Please count how many lines below contain the word "lion" and give nothing but that figure.

[Photo-based referring expression data]
=== Section Start ===

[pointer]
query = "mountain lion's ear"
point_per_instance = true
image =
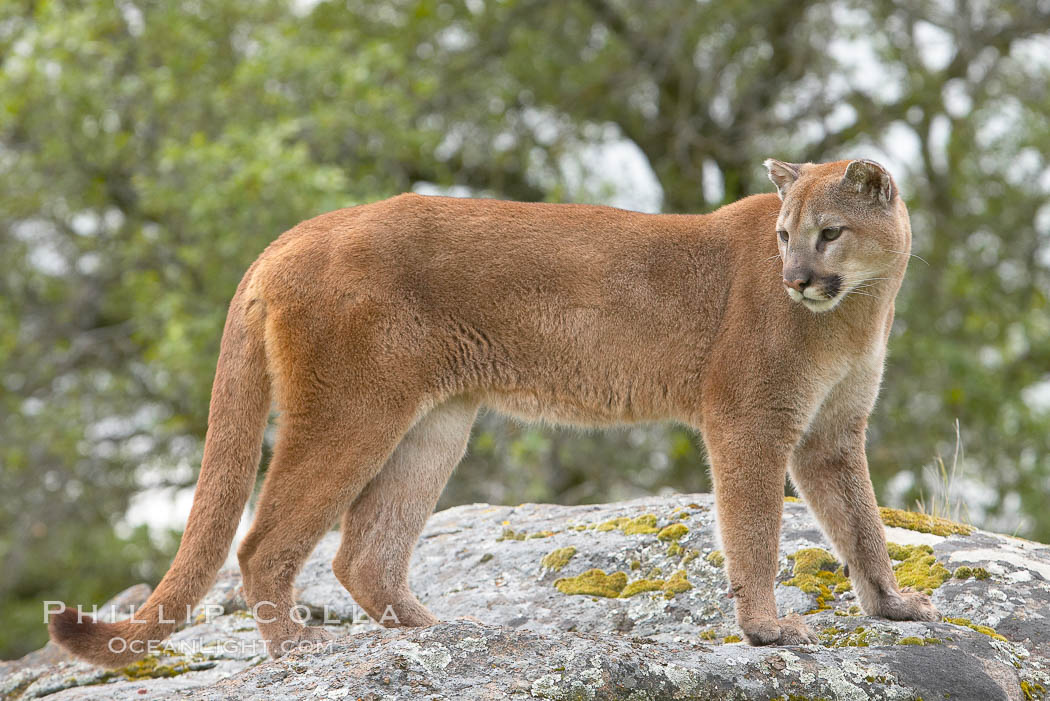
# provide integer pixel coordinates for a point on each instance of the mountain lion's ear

=== Section End ===

**Output below:**
2